◆ **Data supplied**:
===============
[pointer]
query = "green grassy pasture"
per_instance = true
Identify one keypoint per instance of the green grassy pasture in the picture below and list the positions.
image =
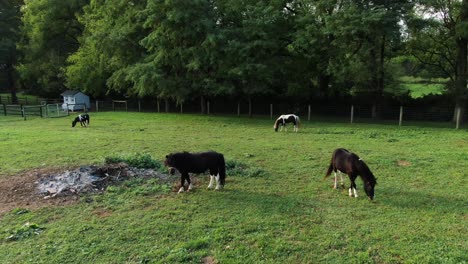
(288, 215)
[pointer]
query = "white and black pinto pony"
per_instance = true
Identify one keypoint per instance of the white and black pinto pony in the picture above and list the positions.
(344, 161)
(186, 163)
(83, 119)
(284, 119)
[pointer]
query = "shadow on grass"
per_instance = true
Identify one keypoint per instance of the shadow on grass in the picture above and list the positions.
(423, 201)
(260, 203)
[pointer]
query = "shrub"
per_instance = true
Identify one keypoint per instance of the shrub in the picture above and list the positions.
(138, 160)
(237, 168)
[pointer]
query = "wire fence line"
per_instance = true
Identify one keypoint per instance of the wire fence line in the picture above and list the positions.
(348, 112)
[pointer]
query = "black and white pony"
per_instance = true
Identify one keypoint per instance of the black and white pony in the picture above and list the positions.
(344, 161)
(83, 119)
(186, 162)
(284, 119)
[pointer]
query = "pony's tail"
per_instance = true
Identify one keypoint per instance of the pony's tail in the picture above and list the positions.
(275, 126)
(222, 171)
(330, 169)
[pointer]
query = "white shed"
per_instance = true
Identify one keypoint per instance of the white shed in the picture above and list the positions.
(75, 100)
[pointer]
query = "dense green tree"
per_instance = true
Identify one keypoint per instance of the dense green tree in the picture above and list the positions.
(438, 37)
(256, 39)
(9, 33)
(50, 33)
(109, 43)
(348, 44)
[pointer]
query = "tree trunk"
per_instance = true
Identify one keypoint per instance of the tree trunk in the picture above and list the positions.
(166, 104)
(11, 84)
(323, 83)
(250, 106)
(461, 74)
(203, 104)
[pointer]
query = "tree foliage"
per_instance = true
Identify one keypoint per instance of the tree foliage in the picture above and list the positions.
(50, 33)
(176, 49)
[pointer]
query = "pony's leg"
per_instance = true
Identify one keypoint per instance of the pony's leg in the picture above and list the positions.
(342, 181)
(334, 185)
(189, 182)
(212, 179)
(218, 186)
(352, 190)
(182, 181)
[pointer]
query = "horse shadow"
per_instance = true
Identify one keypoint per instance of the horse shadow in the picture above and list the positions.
(422, 201)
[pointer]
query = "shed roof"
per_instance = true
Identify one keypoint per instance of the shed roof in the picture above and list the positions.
(70, 93)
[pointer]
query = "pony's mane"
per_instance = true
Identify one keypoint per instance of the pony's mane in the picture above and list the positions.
(368, 173)
(276, 123)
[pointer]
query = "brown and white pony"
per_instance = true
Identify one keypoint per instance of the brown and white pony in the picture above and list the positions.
(284, 119)
(347, 162)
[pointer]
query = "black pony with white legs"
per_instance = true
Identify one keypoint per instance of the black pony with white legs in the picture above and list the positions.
(344, 161)
(284, 119)
(83, 119)
(186, 163)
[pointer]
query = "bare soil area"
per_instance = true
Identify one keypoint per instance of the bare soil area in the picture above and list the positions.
(20, 191)
(58, 186)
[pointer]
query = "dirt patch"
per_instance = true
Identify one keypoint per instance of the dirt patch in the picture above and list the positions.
(20, 192)
(209, 260)
(57, 187)
(403, 163)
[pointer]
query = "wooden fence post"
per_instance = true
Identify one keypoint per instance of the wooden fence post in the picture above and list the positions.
(401, 116)
(271, 111)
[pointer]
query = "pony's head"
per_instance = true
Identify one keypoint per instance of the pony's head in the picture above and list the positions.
(170, 163)
(369, 187)
(276, 125)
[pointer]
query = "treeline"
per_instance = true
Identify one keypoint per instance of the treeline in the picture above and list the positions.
(185, 49)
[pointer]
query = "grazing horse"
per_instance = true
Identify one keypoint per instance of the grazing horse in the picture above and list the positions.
(284, 119)
(350, 163)
(83, 119)
(186, 162)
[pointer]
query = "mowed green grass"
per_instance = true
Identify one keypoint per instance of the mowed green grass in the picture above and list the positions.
===============
◆ **Exercise**: Transcribe all the entries precisely. Do not include any picture.

◆ **Your solution**:
[pointer]
query = "green grassy pasture"
per_instance = true
Identify one keypoint per instance of the green grassy pasture in the picture below and list the positions.
image =
(288, 215)
[pointer]
query = "white and black pinto pony"
per_instance = true
Identify one keypoint per instance of the white and black pinto pony in the picture above and list the positions.
(344, 161)
(186, 163)
(83, 119)
(284, 119)
[pointer]
query = "shadow on grass"
per_instance = true
Identify one keypoint per instance of the shadow on grass in the picture above and list the positions.
(423, 201)
(260, 203)
[pointer]
query = "shrub"
per_instance = true
Identify one keypoint per instance of the shrub in the picture above and list the positions.
(138, 160)
(237, 168)
[pointer]
query = "wire fence line"
per_instance = true
Identify one keypoint per instance of the wire fence line in the picture above and list the positions.
(348, 112)
[pointer]
query = "black and white pony"
per_instance = true
Identify one keypoint per instance of the black and white pony in the picture above and list the positions.
(344, 161)
(83, 119)
(186, 162)
(284, 119)
[pointer]
query = "pony's tail"
per_instance = true
Identify one keypoint per instance of the pony's tail in the picture above and list the positions.
(275, 126)
(222, 171)
(330, 169)
[pointer]
query = "white shed"
per_instance = true
Identify one keypoint per instance of the white shed in the picture above and list the positions.
(75, 100)
[pointer]
query = "dense green tree"
per_instance = true
Identify one keypoint per instance of the dense green tree in the picture above and list the positions.
(438, 37)
(256, 39)
(9, 33)
(50, 33)
(109, 43)
(348, 44)
[pointer]
query = "tree trunk"
per_instance = true
Identify one keypoint per instance of the tree trunk in the picture above and list the positions.
(166, 104)
(11, 84)
(323, 83)
(250, 106)
(461, 74)
(203, 104)
[pointer]
query = "tree foliage"
per_instance = true
Identify one keypoint per instance of the tree foliage in the picture above and list the positions.
(50, 33)
(176, 49)
[pointer]
query = "pony's leg"
per_instance = true
Identify one keypoint per instance of the pony's leg in the picture above and list the positions.
(342, 181)
(334, 185)
(189, 182)
(212, 179)
(218, 186)
(352, 190)
(182, 181)
[pointer]
query = "horse shadow"
per_instance = true
Identify one keypoint per instance of the horse shadow in the picture above and list the positions.
(422, 201)
[pointer]
query = "shed roof"
per_instance = true
Identify one keypoint per instance of the shed roof in the picture above and list the positions.
(70, 93)
[pointer]
query = "pony's mane"
per_instance = true
Identify one keypoint per instance of the pony's mane in the picture above and list the positions.
(368, 173)
(276, 123)
[pointer]
query = "brown and white pony"
per_instance = true
Identify one keypoint per instance of the brown and white pony in the picture above and list the positions.
(284, 119)
(347, 162)
[pointer]
query = "black pony with white legs"
per_instance = true
Identify one keypoint per instance of the black pony with white legs in the picture above and list the positions.
(344, 161)
(284, 119)
(83, 119)
(186, 163)
[pointer]
query = "bare soil area"
per_instance = true
Identify one keypoint per instance of the bare soil area in the picture above and list the positions.
(20, 191)
(58, 186)
[pointer]
query = "dirt patch"
per_instance = true
Identify one keypoint per instance of the dirt patch in the picture above and list the positions.
(20, 192)
(209, 260)
(57, 187)
(403, 163)
[pointer]
query = "wooden fence post"
per_instance = true
Identify one keypoint per instance of the wooden fence post in the picture above and list the positions.
(401, 116)
(271, 111)
[pointer]
query = "pony's head"
per_instance = true
Identify one keypoint per instance of the pony's head in the picture above and list the positions.
(170, 163)
(369, 187)
(276, 125)
[pointer]
query = "treeline"
per_instance = true
Identify one keypoint per instance of the treeline in the picture above and list the positions.
(185, 49)
[pointer]
query = "grazing horse"
per_instance = true
Identify one keypoint per instance of the grazing horse in the picture above and list the positions.
(284, 119)
(350, 163)
(83, 119)
(186, 162)
[pointer]
query = "mowed green grass"
per_instance = true
Identify one keypoint per instance of the mowed green grass in the picture above and list the positions.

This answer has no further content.